◆ **Text extract**
• • • • • • •

It’s a question I found myself asking six weeks before Shavuot, late in the Torah service on the last day of Passover.

Returning with my wife Brenda to Temple Beth Emet, in Anaheim, Calif., where I grew up, we both had come to attend the Yizkor service and to see her family who continue to pray there. Not far from Disneyland, it’s a shrinking kingdom of Jewish memories where, as I walked down the aisle to my seat, I could see my Hebrew school teacher and the familiar faces of those who had been friends of my parents.

A little while after we were seated, the gabbai came down the aisle, blue card in hand, and asked me if I wanted to be “hagbah” — that is, to raise the Torah after it was read. “Thank you,” I said, accepting the honor.

When my wife joined me, we quickly exchanged notes and found that we were going to be a Torah team, since while she was out in the lobby, the gabbai had asked her to be “gelilah” — the person tasked with dressing the Torah.

As the scrolls were taken from the ark, I nudged her, saying the larger of the two scrolls was probably the one I should lift. As I sized it up, I could see that this scroll was longer than the one I had grown accustomed to lifting in my minyan in Los Angeles.

Torah scrolls vary quite a bit in size, from short study scrolls weighing only a few pounds up to tall, arm-length versions that can weigh up to about 50 pounds.

Besides being a holy object, a Torah scroll is also expensive, taking a scribe a year or more to write its 304,805 letters by hand, and costing between $30,000 and $60,000, depending on size, quality of script and parchment.

Trying to keep this out of mind, I counted down the aliyot, the sections in which the Torah is read, until with the completion of the eighth and final reading. Quickly, I walked up the few steps to the bima where I had chanted, in what seemed like a million turns of the Torah ago, for my bar mitzvah.

Grabbing the wooden handles, known as the Trees of Life, I rolled each tight, so that three columns were left showing in the middle. I carefully slid the scroll towards me, and then,using the Torah reading table’s edge as a fulcrum, I slid the remaining section down, bent my knees and levered the Torah up. With the handles about even to my shoulders, I turned away from the congregation, so the worshippers could see the writing, and raised the scroll higher.

I took about four steps to the chairs where I knew I was supposed to sit, and where my wife would tie the scroll and dress it.

Only, there was a problem.

• • • • • • •

◆ **Supplied material**
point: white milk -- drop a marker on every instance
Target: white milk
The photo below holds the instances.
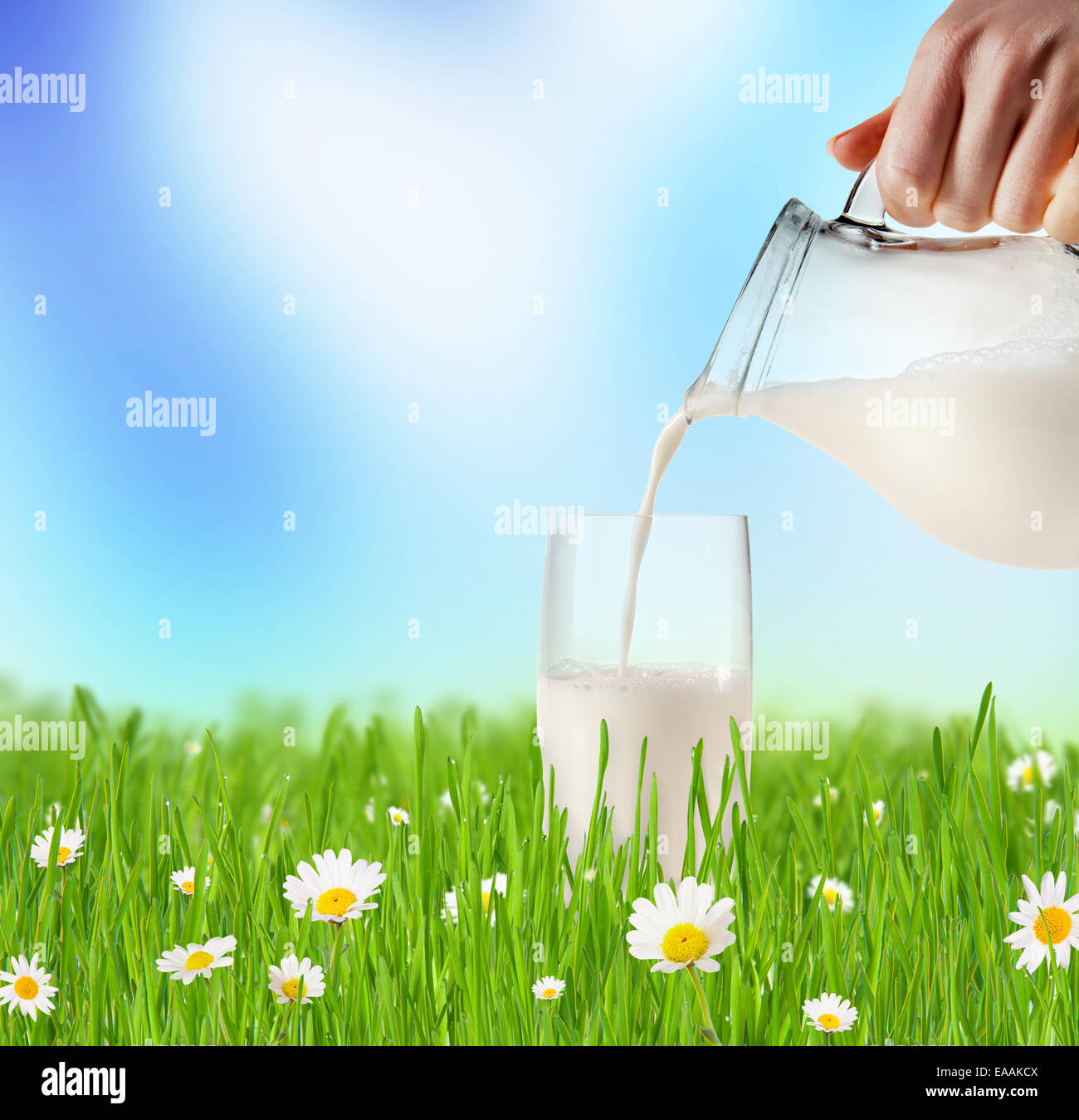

• • • • • • •

◆ **Task prompt**
Pick up the essay about lifting the Torah scroll where it stops and write the next few paragraphs.

◆ **Final answer**
“The least stable time during hagbah is right after you sit down,” says the National Chavura Committee’s website, and this is the truth. While lowering my body to sit, I lost the tension between the two halves, and the half in my left hand began to wobble. Thrusting my arm out to steady it only caused the scroll to gyrate more in what began to appear to me as a slow-motion disaster.

Now, being asked to raise the Torah is a great honor — or, as the gabbai had put it, “greater than them all.” Rabbi Joseph H. Prouser, citing the Mishnah in an article titled, “Raising Awareness: The Symbolic Significance of Hagbah and Gelilah,” explained: “lifting the Torah scroll, is a public act of qinyan, of establishing ‘ownership'” rights.

But if that were the case, those “rights,” remembered on Shavuot with the celebration of the giving of the Torah, were wobbling away both from me and from the congregation, who if I dropped the Torah, would need to decide how to reassert their ownership. Would they fast? Give tzedakah?

One more wobble, and then my wife, seemingly coming out of nowhere, grabbed the top of the errant roller, and even though the parchment buckled into an S-like shape that widened my eyes, she stopped its fall.

“Good save,” someone said to her as she returned to her seat.

In another era, according to Prouser, the raising and dressing of the Torah was “executed by a single individual.” But today, I was ecstatic to be part of a team: a husband and wife, who had long been juggling work, children, family and Judaism, coming together, after some juggling of my own, finally to take grasp of the Torah and own it.

“She is a tree of life to those who grasp her,” says the Book of Proverbs, “and whoever holds on to her is happy.”